* ЧТО СДЕЛАТЬ:
1: Ответьте на вопросы по тексту о Гарибальди и неаполитанском плебисците.
(а) Кого Гарибальди 5 октября назначил неаполитанским продиктатором?
(б) На какое число был назначен плебисцит?
(в) Под чьим конституционным скипетром, по словам Паллавичини в письме, должна была оказаться единая Италия?
2: Напишите продолжение текста о Гарибальди и неаполитанском плебисците, начиная сразу после его последнего предложения.

* ФРАГМЕНТ ТЕКСТА:
::::

Такая позиция была крупной ошибкой Гарибальди, ошибкой, в которой, как он сам признает, ему пришлось потом глубоко раскаиваться. Сильно заблуждался он и в выборе друзей и сотрудников. Так, 5 октября он назначил неаполитанским продиктатором маркиза Паллавичини. Паллавичини в письме к нему изложил свою программу так: «Я не кавурианец, но и не мадзинист. Подобно вам, мой великий друг, я хочу, чтобы Италия была единой и неделимой под конституционным скипетром Савойского дома». Это была ложь; своим поведением Паллавичини доказал противоположное. 8 октября Паллавичини спросил Гарибальди, каково его мнение насчет плебисцита об аннексии (то есть присоединении Неаполя к Пьемонту). И вот Паллавичини «показалось», что Гарибальди ответил утвердительно. Не долго думая, он поспешил провести через совет министров декрет о назначении плебисцита на 22 октября. Плебисцит должен был решить вопрос: «Желает ли народ южных провинций создания единой неделимой Италии с конституционным королем Виктором Эммануилом?»

::::

* БЛОК ДАННЫХ:
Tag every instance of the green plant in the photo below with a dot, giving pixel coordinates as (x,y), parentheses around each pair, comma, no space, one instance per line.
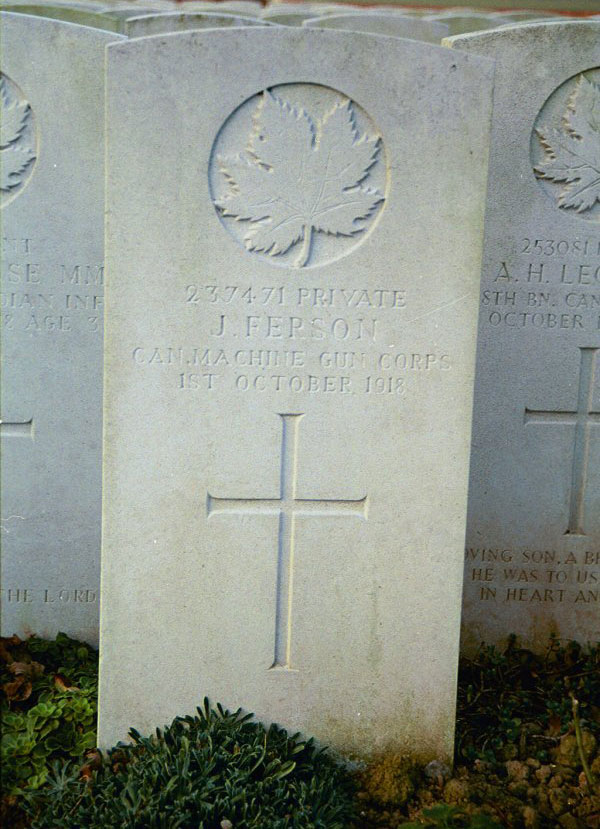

::::

* СПИСОК ОТВЕТОВ:
1:
(а) Маркиза Паллавичини.
(б) На 22 октября.
(в) Под конституционным скипетром Савойского дома.

2:
Узнав об этом предательском поступке Паллавичини, Гарибальди немедленно созвал экстренное совещание совета министров. Каттанео, Криспи, Альберто Марио, сицилийский министр внутренних дел Паризи доказывали, что нужен не плебисцит, а созыв Учредительного собрания. Паллавичини заявил, что подаст в отставку. Интриган Тюрр немедленно сфабриковал фальшивку и преподнес диктатору «протест населения Неаполя против ухода Паллавичини». Но Гарибальди не поддался на провокацию. Он сказал, что Паллавичини волен поступать как ему угодно. Продиктатор покинул свой пост.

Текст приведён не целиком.